++++ Record list ++++

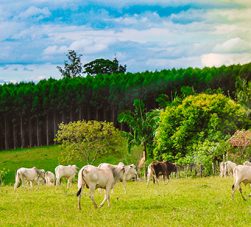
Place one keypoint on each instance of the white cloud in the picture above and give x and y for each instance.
(32, 11)
(235, 45)
(213, 59)
(15, 73)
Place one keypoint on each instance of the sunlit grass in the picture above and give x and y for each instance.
(181, 202)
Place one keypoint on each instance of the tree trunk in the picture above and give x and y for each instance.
(54, 124)
(97, 115)
(80, 112)
(47, 130)
(30, 133)
(145, 155)
(6, 132)
(88, 113)
(38, 134)
(71, 116)
(14, 136)
(113, 115)
(21, 132)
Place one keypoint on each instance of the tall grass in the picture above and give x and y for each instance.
(49, 157)
(181, 202)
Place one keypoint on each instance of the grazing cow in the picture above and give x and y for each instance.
(242, 173)
(28, 174)
(68, 172)
(157, 168)
(94, 177)
(130, 172)
(223, 169)
(247, 163)
(230, 167)
(141, 164)
(50, 178)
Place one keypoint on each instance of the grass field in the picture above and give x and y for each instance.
(48, 158)
(181, 202)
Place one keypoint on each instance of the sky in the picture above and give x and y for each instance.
(35, 35)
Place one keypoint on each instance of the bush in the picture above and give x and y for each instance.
(3, 173)
(196, 121)
(87, 140)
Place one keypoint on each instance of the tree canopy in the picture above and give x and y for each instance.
(72, 67)
(104, 66)
(193, 121)
(87, 140)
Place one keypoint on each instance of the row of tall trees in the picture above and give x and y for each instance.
(30, 113)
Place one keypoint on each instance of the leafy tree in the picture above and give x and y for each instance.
(194, 120)
(73, 66)
(104, 66)
(142, 125)
(243, 93)
(87, 140)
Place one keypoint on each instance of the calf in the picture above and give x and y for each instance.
(241, 173)
(223, 169)
(130, 172)
(157, 168)
(94, 177)
(68, 172)
(230, 167)
(50, 178)
(28, 174)
(247, 163)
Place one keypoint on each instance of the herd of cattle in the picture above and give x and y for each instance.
(105, 176)
(241, 174)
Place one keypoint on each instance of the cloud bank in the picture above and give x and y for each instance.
(143, 34)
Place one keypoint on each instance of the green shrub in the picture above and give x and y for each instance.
(194, 122)
(87, 140)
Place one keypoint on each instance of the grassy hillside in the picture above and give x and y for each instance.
(48, 158)
(181, 202)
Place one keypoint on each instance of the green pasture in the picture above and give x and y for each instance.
(181, 202)
(48, 158)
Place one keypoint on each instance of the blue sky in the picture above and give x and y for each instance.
(35, 35)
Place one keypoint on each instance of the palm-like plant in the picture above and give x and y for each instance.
(142, 125)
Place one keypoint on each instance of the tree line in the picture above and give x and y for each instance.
(30, 112)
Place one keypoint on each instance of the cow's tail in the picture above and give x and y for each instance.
(17, 180)
(80, 181)
(150, 172)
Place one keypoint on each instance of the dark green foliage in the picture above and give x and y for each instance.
(104, 66)
(193, 128)
(31, 112)
(73, 66)
(141, 125)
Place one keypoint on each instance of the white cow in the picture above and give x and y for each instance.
(68, 172)
(242, 173)
(130, 171)
(230, 167)
(50, 178)
(223, 169)
(247, 163)
(95, 177)
(28, 174)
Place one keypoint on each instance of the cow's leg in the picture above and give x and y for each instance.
(240, 189)
(57, 180)
(124, 185)
(234, 187)
(68, 182)
(92, 191)
(17, 182)
(107, 192)
(148, 178)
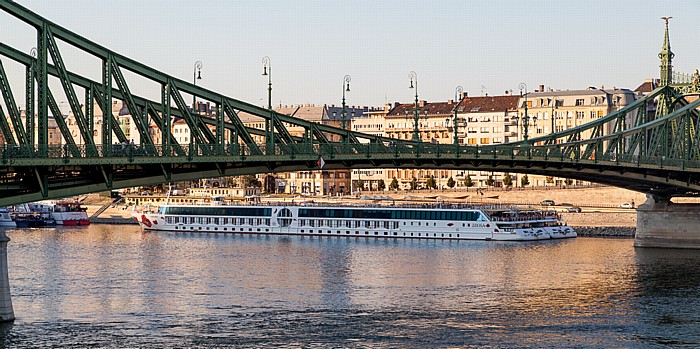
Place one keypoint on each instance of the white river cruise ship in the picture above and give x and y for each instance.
(445, 221)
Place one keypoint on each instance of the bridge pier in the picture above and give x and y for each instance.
(6, 311)
(661, 223)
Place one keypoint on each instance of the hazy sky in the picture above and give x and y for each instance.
(484, 46)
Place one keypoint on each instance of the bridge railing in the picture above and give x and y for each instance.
(561, 153)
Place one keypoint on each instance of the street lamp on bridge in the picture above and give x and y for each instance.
(555, 106)
(269, 123)
(522, 86)
(458, 94)
(346, 87)
(416, 135)
(267, 71)
(196, 75)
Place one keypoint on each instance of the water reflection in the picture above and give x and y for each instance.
(116, 286)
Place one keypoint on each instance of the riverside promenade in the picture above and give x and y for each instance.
(600, 214)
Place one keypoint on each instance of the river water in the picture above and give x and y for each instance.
(116, 287)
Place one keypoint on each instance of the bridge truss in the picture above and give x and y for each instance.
(635, 147)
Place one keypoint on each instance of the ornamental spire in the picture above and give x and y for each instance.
(666, 57)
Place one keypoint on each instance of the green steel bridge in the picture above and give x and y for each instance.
(650, 146)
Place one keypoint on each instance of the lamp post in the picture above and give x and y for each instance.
(416, 135)
(196, 75)
(522, 86)
(269, 123)
(554, 109)
(267, 71)
(346, 87)
(458, 93)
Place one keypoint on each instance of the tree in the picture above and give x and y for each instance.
(468, 182)
(451, 182)
(394, 184)
(508, 180)
(490, 182)
(524, 181)
(431, 183)
(359, 185)
(251, 182)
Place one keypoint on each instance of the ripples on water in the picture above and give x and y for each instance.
(113, 286)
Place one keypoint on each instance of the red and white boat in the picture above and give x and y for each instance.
(70, 213)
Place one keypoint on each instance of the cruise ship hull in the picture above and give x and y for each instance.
(295, 221)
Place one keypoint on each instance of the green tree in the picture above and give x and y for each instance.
(381, 185)
(394, 184)
(524, 181)
(468, 182)
(431, 183)
(251, 181)
(508, 180)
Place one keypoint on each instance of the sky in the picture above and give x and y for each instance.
(487, 47)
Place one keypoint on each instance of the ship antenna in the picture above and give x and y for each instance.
(167, 197)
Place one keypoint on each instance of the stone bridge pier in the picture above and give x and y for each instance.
(661, 223)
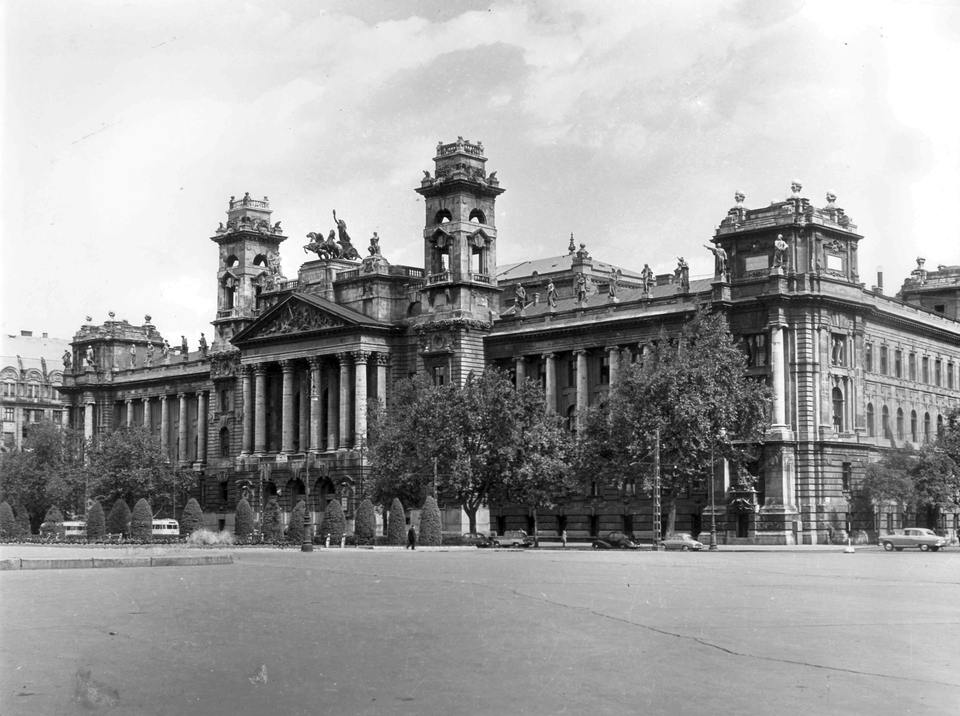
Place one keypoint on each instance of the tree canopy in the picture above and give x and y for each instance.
(692, 388)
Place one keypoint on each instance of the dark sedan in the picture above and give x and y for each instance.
(477, 539)
(615, 540)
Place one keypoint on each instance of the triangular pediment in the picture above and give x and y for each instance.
(299, 314)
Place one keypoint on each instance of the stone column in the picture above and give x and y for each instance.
(202, 426)
(286, 417)
(260, 408)
(344, 436)
(520, 364)
(333, 406)
(550, 392)
(183, 452)
(165, 425)
(383, 360)
(246, 378)
(88, 420)
(360, 397)
(614, 353)
(776, 369)
(315, 402)
(305, 392)
(583, 397)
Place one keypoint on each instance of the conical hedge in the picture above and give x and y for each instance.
(243, 522)
(334, 523)
(141, 523)
(96, 522)
(365, 523)
(397, 525)
(431, 527)
(191, 519)
(118, 521)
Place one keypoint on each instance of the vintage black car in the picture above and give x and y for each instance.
(616, 540)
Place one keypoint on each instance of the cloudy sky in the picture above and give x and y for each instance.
(127, 126)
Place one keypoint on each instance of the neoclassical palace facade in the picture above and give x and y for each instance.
(277, 404)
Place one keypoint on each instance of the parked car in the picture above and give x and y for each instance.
(616, 540)
(477, 539)
(681, 541)
(513, 538)
(913, 537)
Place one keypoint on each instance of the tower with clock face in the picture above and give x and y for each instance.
(459, 296)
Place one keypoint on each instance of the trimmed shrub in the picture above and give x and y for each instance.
(8, 523)
(295, 528)
(191, 519)
(272, 523)
(23, 522)
(334, 523)
(365, 524)
(397, 525)
(209, 537)
(118, 521)
(96, 522)
(141, 524)
(431, 528)
(243, 524)
(53, 522)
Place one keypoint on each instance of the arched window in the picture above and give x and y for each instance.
(838, 409)
(224, 442)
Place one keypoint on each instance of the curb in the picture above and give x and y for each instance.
(114, 562)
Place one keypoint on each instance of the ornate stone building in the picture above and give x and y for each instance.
(279, 401)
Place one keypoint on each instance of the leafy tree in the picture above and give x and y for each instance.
(473, 435)
(295, 530)
(53, 522)
(243, 521)
(129, 462)
(118, 521)
(141, 523)
(397, 524)
(48, 471)
(365, 523)
(191, 519)
(431, 526)
(693, 388)
(334, 523)
(272, 522)
(96, 523)
(8, 523)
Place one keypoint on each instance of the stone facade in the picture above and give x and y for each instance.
(278, 404)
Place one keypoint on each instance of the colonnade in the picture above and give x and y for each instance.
(343, 375)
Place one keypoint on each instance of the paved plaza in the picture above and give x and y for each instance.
(476, 632)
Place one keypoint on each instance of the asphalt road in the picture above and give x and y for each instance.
(475, 632)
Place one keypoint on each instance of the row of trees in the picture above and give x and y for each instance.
(57, 467)
(489, 440)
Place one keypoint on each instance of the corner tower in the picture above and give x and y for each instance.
(249, 261)
(460, 260)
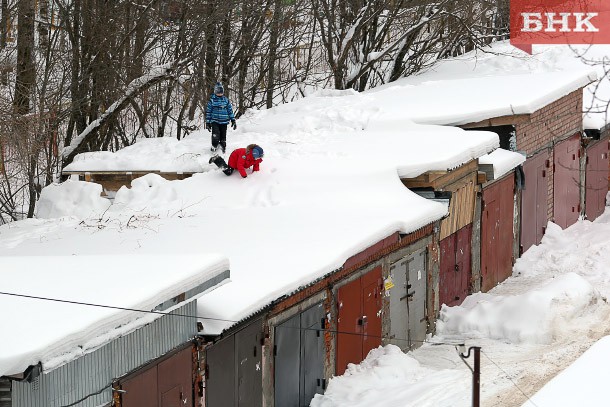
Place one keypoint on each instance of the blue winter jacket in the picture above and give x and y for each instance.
(219, 110)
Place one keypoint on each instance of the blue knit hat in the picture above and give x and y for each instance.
(257, 152)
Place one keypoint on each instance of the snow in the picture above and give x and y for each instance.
(530, 327)
(501, 79)
(329, 185)
(592, 388)
(80, 199)
(55, 333)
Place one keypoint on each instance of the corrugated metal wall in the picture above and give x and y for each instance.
(86, 381)
(497, 232)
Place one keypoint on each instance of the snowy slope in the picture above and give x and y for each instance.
(328, 188)
(530, 328)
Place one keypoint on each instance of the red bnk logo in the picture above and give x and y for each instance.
(559, 22)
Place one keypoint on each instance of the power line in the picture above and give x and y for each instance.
(335, 331)
(34, 297)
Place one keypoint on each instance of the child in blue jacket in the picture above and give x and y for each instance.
(217, 115)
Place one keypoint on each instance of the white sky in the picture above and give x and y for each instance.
(329, 159)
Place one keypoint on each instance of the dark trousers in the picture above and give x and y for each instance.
(219, 136)
(220, 163)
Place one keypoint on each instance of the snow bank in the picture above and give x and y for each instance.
(71, 198)
(386, 374)
(550, 72)
(531, 317)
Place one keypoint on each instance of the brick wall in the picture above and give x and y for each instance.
(546, 127)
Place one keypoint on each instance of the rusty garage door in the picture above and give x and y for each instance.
(497, 232)
(566, 197)
(455, 267)
(408, 323)
(596, 179)
(299, 358)
(534, 199)
(358, 319)
(168, 383)
(234, 369)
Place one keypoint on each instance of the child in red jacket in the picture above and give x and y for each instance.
(240, 159)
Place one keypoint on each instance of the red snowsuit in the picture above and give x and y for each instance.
(239, 160)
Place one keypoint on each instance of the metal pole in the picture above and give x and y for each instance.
(476, 378)
(476, 372)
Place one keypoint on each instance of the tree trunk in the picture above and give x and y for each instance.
(26, 75)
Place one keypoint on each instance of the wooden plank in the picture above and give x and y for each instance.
(438, 180)
(461, 208)
(499, 121)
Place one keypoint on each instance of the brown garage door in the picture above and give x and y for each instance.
(167, 383)
(566, 197)
(497, 232)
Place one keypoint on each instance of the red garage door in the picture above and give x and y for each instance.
(534, 199)
(359, 319)
(566, 197)
(596, 179)
(455, 269)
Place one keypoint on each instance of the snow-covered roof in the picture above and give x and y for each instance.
(53, 333)
(501, 80)
(329, 187)
(459, 101)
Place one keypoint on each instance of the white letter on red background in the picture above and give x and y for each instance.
(580, 22)
(550, 22)
(529, 20)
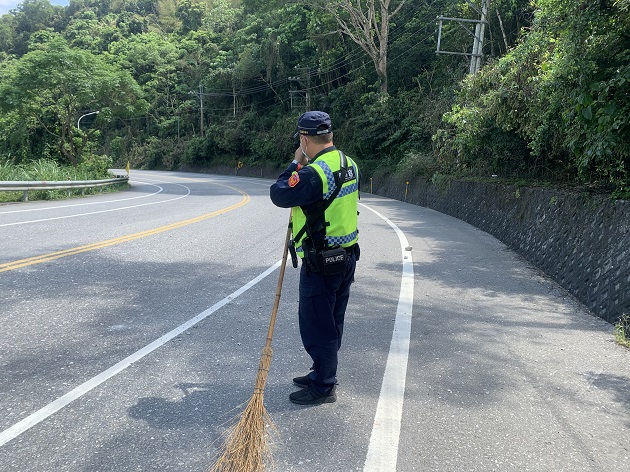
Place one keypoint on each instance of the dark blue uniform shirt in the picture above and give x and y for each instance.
(307, 193)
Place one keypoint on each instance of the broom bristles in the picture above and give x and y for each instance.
(246, 447)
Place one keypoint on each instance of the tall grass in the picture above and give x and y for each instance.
(48, 170)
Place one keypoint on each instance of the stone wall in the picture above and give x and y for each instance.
(581, 241)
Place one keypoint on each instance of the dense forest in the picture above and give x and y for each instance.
(191, 84)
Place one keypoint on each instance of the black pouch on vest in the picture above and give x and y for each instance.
(333, 261)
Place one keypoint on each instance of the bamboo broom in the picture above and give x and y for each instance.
(246, 447)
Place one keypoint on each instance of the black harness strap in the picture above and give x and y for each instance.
(339, 180)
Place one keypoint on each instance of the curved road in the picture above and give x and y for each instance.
(132, 324)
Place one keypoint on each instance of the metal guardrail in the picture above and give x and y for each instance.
(26, 186)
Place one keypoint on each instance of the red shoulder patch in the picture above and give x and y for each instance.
(294, 179)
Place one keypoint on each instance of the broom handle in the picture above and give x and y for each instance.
(276, 302)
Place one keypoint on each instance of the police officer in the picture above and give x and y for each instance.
(321, 187)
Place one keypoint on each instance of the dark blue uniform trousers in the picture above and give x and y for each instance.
(322, 308)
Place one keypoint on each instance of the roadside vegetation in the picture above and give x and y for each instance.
(49, 170)
(622, 331)
(197, 84)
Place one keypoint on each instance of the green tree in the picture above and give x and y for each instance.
(47, 89)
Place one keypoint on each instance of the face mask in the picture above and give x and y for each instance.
(302, 149)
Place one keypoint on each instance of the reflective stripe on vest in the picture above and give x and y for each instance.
(342, 212)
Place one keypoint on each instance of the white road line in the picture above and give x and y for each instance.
(101, 202)
(382, 452)
(100, 211)
(61, 402)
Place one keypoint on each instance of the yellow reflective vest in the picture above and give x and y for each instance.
(341, 215)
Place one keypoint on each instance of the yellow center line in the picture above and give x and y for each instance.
(122, 239)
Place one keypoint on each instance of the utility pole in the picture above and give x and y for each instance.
(200, 95)
(201, 109)
(480, 27)
(304, 92)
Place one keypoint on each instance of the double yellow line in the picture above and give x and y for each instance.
(122, 239)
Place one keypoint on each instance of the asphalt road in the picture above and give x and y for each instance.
(132, 325)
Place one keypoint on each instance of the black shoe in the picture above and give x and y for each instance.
(302, 382)
(310, 396)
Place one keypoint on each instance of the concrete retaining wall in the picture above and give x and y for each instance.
(581, 241)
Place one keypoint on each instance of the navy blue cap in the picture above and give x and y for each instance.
(314, 123)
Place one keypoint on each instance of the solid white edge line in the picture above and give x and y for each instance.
(382, 452)
(61, 402)
(100, 211)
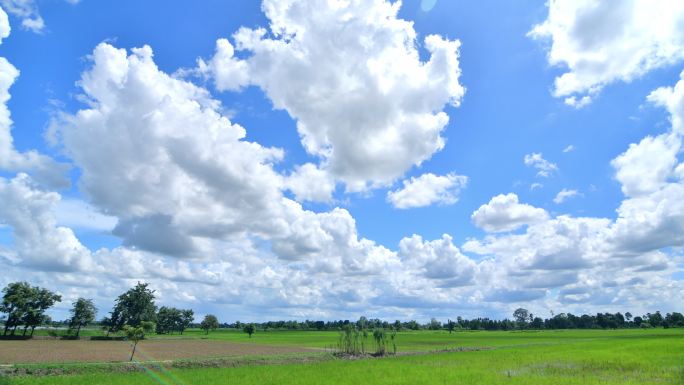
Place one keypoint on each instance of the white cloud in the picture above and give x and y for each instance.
(42, 167)
(309, 183)
(28, 12)
(603, 42)
(428, 189)
(4, 25)
(38, 240)
(544, 167)
(565, 194)
(77, 214)
(645, 167)
(350, 74)
(438, 259)
(505, 213)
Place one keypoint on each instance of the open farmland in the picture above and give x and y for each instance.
(653, 356)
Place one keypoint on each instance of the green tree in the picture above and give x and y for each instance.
(39, 301)
(137, 333)
(186, 318)
(520, 315)
(451, 325)
(82, 314)
(210, 322)
(249, 329)
(14, 303)
(133, 307)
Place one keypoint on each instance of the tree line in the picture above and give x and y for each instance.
(25, 307)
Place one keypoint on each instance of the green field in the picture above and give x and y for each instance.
(654, 356)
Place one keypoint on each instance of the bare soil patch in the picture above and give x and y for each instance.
(60, 351)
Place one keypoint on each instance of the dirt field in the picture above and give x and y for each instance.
(54, 351)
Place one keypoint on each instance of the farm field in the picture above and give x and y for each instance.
(654, 356)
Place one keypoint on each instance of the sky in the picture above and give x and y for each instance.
(329, 159)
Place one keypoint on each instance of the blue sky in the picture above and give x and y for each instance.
(354, 233)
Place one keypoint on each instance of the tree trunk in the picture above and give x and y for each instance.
(133, 353)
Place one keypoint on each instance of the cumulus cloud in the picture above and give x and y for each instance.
(43, 168)
(350, 74)
(310, 183)
(564, 195)
(39, 242)
(428, 189)
(599, 43)
(544, 167)
(505, 213)
(438, 259)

++++

Starting at the line that contains "Place one keypoint on each instance of the farm", copy each line exactly through the end of the listing above. Include that first line and the last one, and add nothing.

▶ **Result below**:
Place one keypoint on each instance of the farm field in the picture above and give x and y for each instance.
(654, 356)
Place one keypoint on each instance of the sky in the picture above and give x and y for each instance.
(329, 159)
Place one keypoint on each instance of the blue sky in the picture above and give x and y for each instance.
(354, 233)
Place one keypoint on each instance of the tree trunk in the picture above and give x and y for each instance.
(133, 353)
Place one keypoint on each instance of the cumulus cloud in the picture above and give x and y for each instance.
(43, 168)
(350, 74)
(310, 183)
(564, 195)
(39, 242)
(428, 189)
(599, 43)
(544, 167)
(505, 213)
(438, 259)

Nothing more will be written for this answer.